JOBS:
1: Summarize the Odibi FAQ below in two sentences.
2: Continue the Odibi FAQ from its last line, keeping the same question-and-answer format.

— start of EXTRACTED TEXT —

Frequently Asked Questions (FAQ)¶

Quick answers to common questions. Organized by topic.

📋 Table of Contents¶

Getting Started
Engines & Performance
Patterns & Transformers
Data Quality & Validation
Incremental Loading
Production & Deployment
Troubleshooting

Getting Started¶

Q: What is Odibi?¶

A: Odibi is a declarative data pipeline framework. You define what you want (in YAML), and Odibi handles how to execute it on Pandas, Polars, or Spark.

Not a scheduler (use Airflow). Not a BI tool (use Tableau). It's the layer in between: data transformation and quality.

Q: Do I need to know Spark to use Odibi?¶

A: No. Start with the default Pandas engine locally. When your data grows (> 1GB), switch to engine: spark in one line. Same YAML, zero code changes.

Q: How is Odibi different from dbt?¶

Feature	Odibi	dbt
Language	YAML + Python	SQL + Jinja
Engines	Pandas, Polars, Spark	SQL warehouses (Snowflake, BigQuery, etc.)
Patterns	Built-in (SCD2, fact, merge)	Custom macros
Incremental	Stateful HWM, rolling window	dbt incremental models
Best For	Lakehouse (Parquet, Delta, files)	Cloud warehouses (Snowflake, BigQuery)

Use both: dbt for warehouse transformations, Odibi for file-based lakehouses and complex Python logic.

Q: Can I use Odibi with Databricks?¶

A: Yes! Odibi was designed for Databricks. Set engine: spark and use Delta Lake connections.

engine: spark

connections:
  datalake:
    type: delta
    catalog: main
    schema: silver

Engines & Performance¶

Q: When should I use Pandas vs Spark?¶

Data size?
├─► < 1GB        → engine: pandas (default, fast iteration)
├─► 1-10GB       → engine: polars (high-performance local)
└─► > 10GB       → engine: spark (distributed)
    └─► Delta Lake → engine: spark (required)

Rule of thumb: Develop with Pandas, deploy with Spark.

— end of EXTRACTED TEXT —
— start of RECORDS —

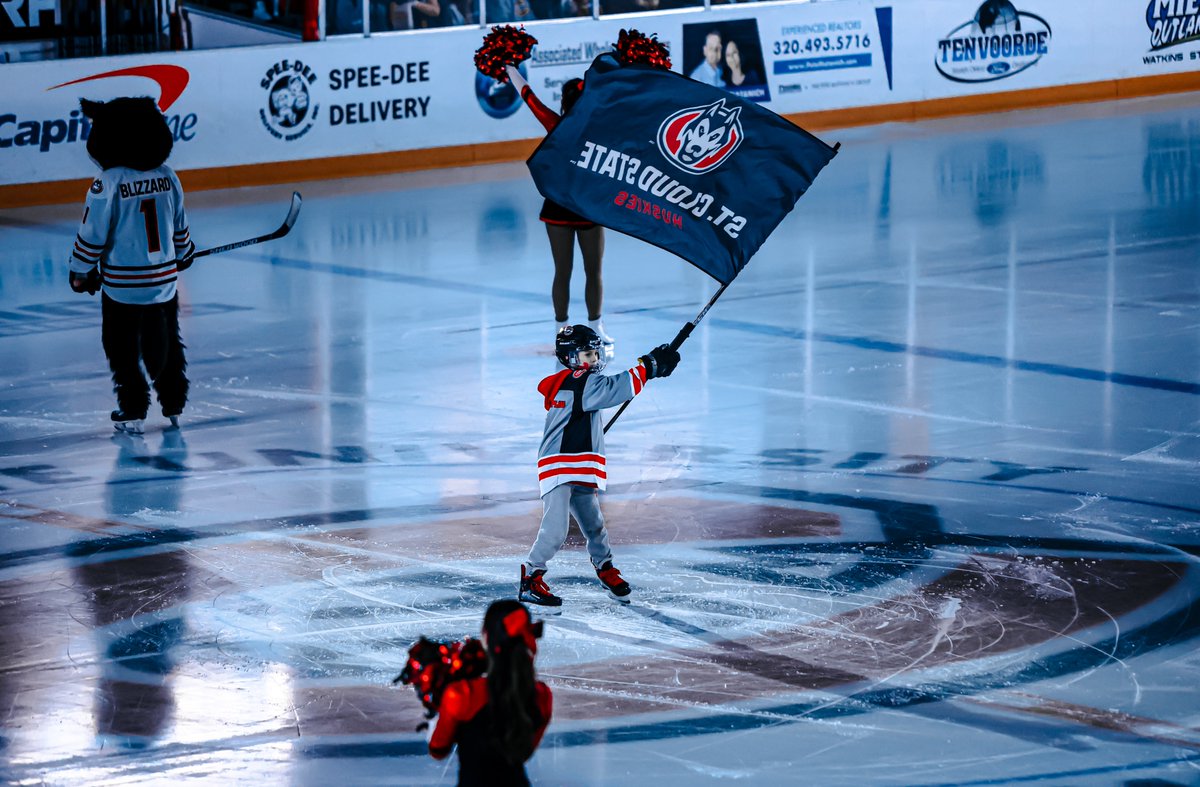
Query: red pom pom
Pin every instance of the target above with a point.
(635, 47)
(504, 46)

— end of RECORDS —
— start of RECORDS —

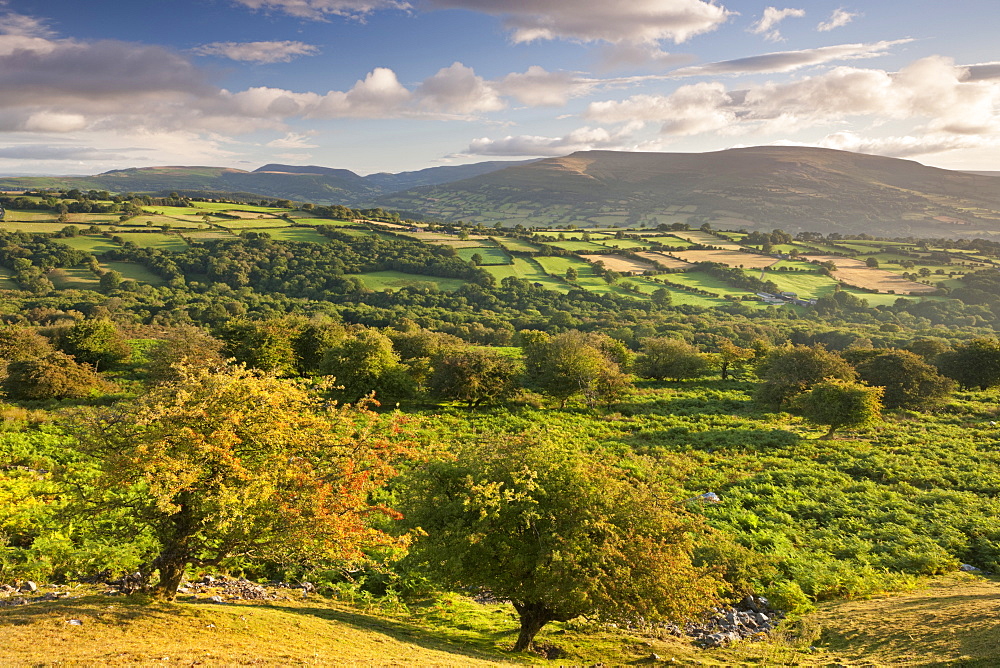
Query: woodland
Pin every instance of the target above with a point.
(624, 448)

— end of RECORDS —

ANSWERS PROVIDED:
1: Odibi is a declarative data pipeline framework where you describe what you want in YAML and it handles execution on Pandas, Polars, or Spark; it is not a scheduler or a BI tool but the layer in between, for data transformation and quality. The FAQ says you can start with the default Pandas engine and switch to Spark in one line, contrasts Odibi with dbt, notes that it was designed for Databricks, and advises picking an engine by data size: develop with Pandas, deploy with Spark.

2:
Q: Why is my pipeline slow?¶

Common causes:

Reading full tables every time → Use incremental loading
No partitioning (Spark/Delta) → Add partitionBy: [date]
Small files (Spark) → Enable optimize_write: true
Unnecessary transforms → Profile with log_level: DEBUG

Quick wins:

# Partition large tables
write:
  options:
    partitionBy: [year, month]
    optimize_write: true

# Cache shared dimensions
nodes:
  - name: dim_customer
    cache: true  # Reused by multiple fact tables

See Performance Tuning Guide.

Q: Can I mix engines in one pipeline?¶

A: No. One pipeline = one engine. But you can have multiple YAML files with different engines and orchestrate them externally (Airflow).

Patterns & Transformers¶

Q: SCD2 vs snapshots — when to use which?¶

Approach	Use When	Storage	Query Complexity
SCD2	Need exact change history	Efficient (only changed rows)	Easy (current: `WHERE is_current = TRUE`)
Snapshots	Need daily/weekly point-in-time	Large (full copy each period)	Moderate (join on snapshot_date)

Recommendation: SCD2 for slowly changing dimensions (customer address changes). Snapshots for daily balances (account snapshots).

Q: How do I choose between `merge` and `scd2` transformers?¶

Feature	`merge`	`scd2`
History	No (upsert only)	Yes (versioned rows)
Use Case	Latest state (product catalog)	Track changes (customer address)
Columns Added	None	`is_current`, `valid_from`, `valid_to`, `is_deleted`
Complexity	Simple	Moderate

Example:

# Merge (no history)
transformer:
  transformer: merge
  params:
    target: silver.products
    keys: [product_id]
    strategy: upsert

# SCD2 (with history)
pattern:
  type: dimension
  params:
    natural_key: customer_id
    scd_type: 2
    track_cols: [name, email, city]

Q: What's the difference between a `transformer` and a `pattern`?¶

Transformer: Low-level operation (deduplicate, filter, join, hash)
Pattern: High-level workflow (dimension, fact, merge, aggregation)

Patterns often use multiple transformers internally.

# Transformer (explicit steps)
transformer:
  transformer: deduplicate
  params:
    keys: [id]

# Pattern (handles entire workflow)
pattern:
  type: fact
  params:
    grain: [order_id]
    dimensions: [...]

Data Quality & Validation¶

Q: Contracts vs Validation Tests — what's the difference?¶

Contracts (Before)           Validation (After)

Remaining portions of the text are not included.